## [Check your understanding]
1/ Answer these questions about the essay on rebranding Provocateur Media:
(a) In which city's communications market did the brand "Provocateur Media" help position the firm?
(b) What documentary did the writer watch on Netflix last April?
(c) When did the rebranding conversation with the team begin?
2/ Rewrite the essay on rebranding Provocateur Media starting with "After having considered" and going on through "the next morning.", renaming "crystal clear" as "plainly evident".
3/ Carry the essay on rebranding Provocateur Media further from the point where it stops.

## [Supplied text]
......

The rhetoric businesses – including journalism, public relations and marketing – are still adapting to social media, where concepts are becoming obsolete at record pace.
Language experts suggest social media is helping to rapidly define new terms and redefine existing ones. Consequently, entrepreneurs could be forced to part with brands that, over time, contain words that have taken on new, inconvenient meanings.
A couple of years ago, “Provocateur Media” was fun brand that helped position us in the Montreal coms market. It was meant to convey only that we were in the business of provoking conversation.
Fast forward to 2018, mid-way though President Donald Trump’s first term, and somehow, white supremacists have been granted ample space to provoke international media conversations. As I’ve written recently, the provocateur-president has changed web content from a technical standpoint (and communicators must drastically adapt their strategies) but has also in a way ruined the concept of provoking, and shock value.
The idea of associating our venture with these hate-mongering provocateurs who don’t understand the meaning of the word or the toxicity of their provocations quickly became uncomfortable.
Last April, I logged on to Netflix and watched Get Me Roger Stone in horror, a documentary about one of the chief architects of Donald Trump’s presidential campaign.
The film begins with Stone introducing himself: “My name is Roger Stone and I am an agent provocateur.”
“Those who say I have no principles are bitter losers,” Stone says in the film. Needless to say, this sort of thoughtless, reckless provocateur never provided us with any inspiration.
After having considered a rebrand for a couple of years, at that moment, it became crystal clear the change was overdue. We’re a nonpartisan, private sector PR consultancy and web content firm, not the leaders of an insurgent political movement. The rebranding conversation with my team began the next morning.

......

## [Record extracts]
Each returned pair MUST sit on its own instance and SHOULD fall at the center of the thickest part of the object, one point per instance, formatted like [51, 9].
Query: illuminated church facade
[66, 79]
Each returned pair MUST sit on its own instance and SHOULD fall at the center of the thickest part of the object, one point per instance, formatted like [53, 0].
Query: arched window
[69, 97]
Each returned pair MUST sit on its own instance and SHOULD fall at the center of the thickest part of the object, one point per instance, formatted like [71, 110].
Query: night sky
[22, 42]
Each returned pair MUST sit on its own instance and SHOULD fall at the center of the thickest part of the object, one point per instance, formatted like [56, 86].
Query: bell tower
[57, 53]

......

## [Numbered answers]
1/
(a) Montreal.
(b) Get Me Roger Stone.
(c) The next morning.

2/
After having considered a rebrand for a couple of years, at that moment, it became plainly evident the change was overdue. We’re a nonpartisan, private sector PR consultancy and web content firm, not the leaders of an insurgent political movement. The rebranding conversation with my team began the next morning.

3/
In 2011, Provocateur began specializing in PR stunts; the name felt right and peers loved it. The word is also French in origin and worked in both languages, a key factor for a Quebec-based business.
(Anglo-Quebecers will appreciate that we always insisted on pronouncing “provocateur” à la française, not the cringeworthy standard Anglo variation that ends in “oor”.)
In recent years, “provocateur” started to become popular in xenophobic far-right circles; sensationalist broadcaster Piers Morgan may or may not be launching a fragrance called Provocateur. The term “right-wing provocateur” is commonplace in media when the literal definition is simply “one who provokes.”
The term is also frequently used interchangeably with “agent provocateur,” someone who, as per the Cambridge English dictionary, “intentionally encourages people to do something illegal so that they can be caught,” a clandestine infiltrator of an organization or movement.
There is no political orientation implied with “provocateur” but I wasn’t about to embark on a futile campaign to convince the alt-right Internet of that.
(Also, lingerie company Agent Provocateur was hindering our SEO.)
Not only has social media and the Trump clan contributed to poisoning a perfectly reasonable, beautiful French word, but an entire concept. Once the leader of the so-called free world flippantly threatens nuclear war with a tweet, I think it’s safe to say that political provocation has reached new levels of absurdity and meaninglessness.
The manic social media hatemongers who support Trump have helped make social media platforms toxic, anxiety-producing cesspools that ordinary apolitical people are beginning to shy away from in droves. Provocation, in the modern reductive Internet sense, is jumping the shark; good content must be about more than simply gaining attention for a moment.
With Provocateur Media, we attempted to “start constructive conversations” in media spaces but we observed the word began to evoke actions and emotions that were anything but constructive. The rhetoric industries are changing rapidly. Don’t repeat our mistake: If your business is largely Internet-based and the Internet is contributing to redefining its image in ways you didn’t expect, don’t be afraid to cut your losses and try a different look.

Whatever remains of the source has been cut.